> [Instruction]
Please summarize the passage below on Canadian energy politics in exactly three sentences.

> [Source text]
----------------------------------------

Part of that better relationship is because of the new focus on global energy security, and the importance of having access to fossil fuel supplies apart from those under the control of authoritarian regimes. But the change has to also be because of the pledge last year by the Pathways Alliance – a consortium of Canada’s largest oil sands companies that together produce more than 3 per cent of the world’s daily oil demand – to work together to reduce the sector’s absolute emissions by 2030 and to reach net zero by 2050. Many industry players also agree future fossil fuel production in Canada depends on emissions being “abated.”
Mr. Wilkinson’s main purpose while in Calgary was to meet with the province’s new Energy Minister, Peter Guthrie. The two men “had a productive conversation” about critical minerals, hydrogen and carbon capture projects, according to Mr. Guthrie’s chief of staff Jerry Bellikka. Mr. Wilkinson said in the interview, “The time has come for politicians, on all sides of the partisan fence, to down their tools and work together.”
Working together is admirable. But that won’t change that most Liberal party policies will continue to be built around regions of the country untroubled by job losses in the oil and gas sector. And Prairie premiers Danielle Smith and Scott Moe will continue in their plans to fight what they see as federal intrusion, or hinderances to their resource-based economies.
Some agreement now probably won’t make for lasting peace on energy and environment, Canada’s two most existential issues.

----------------------------------------

[Raw records]
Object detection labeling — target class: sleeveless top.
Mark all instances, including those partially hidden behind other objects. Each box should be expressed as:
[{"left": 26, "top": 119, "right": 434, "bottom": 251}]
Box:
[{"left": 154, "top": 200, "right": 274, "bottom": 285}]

----------------------------------------

> [Complete response]
The better relationship the passage describes is attributed to a new focus on global energy security and to the Pathways Alliance's pledge to reduce the oil sands sector's absolute emissions by 2030 and reach net zero by 2050. In Calgary, Mr. Wilkinson met the province's new Energy Minister, Peter Guthrie, and said politicians on all sides should work together. The passage argues that most Liberal policies will still center on regions untroubled by oil and gas job losses, that premiers Danielle Smith and Scott Moe will keep fighting what they see as federal intrusion, and that some agreement now probably won't bring lasting peace on energy and environment.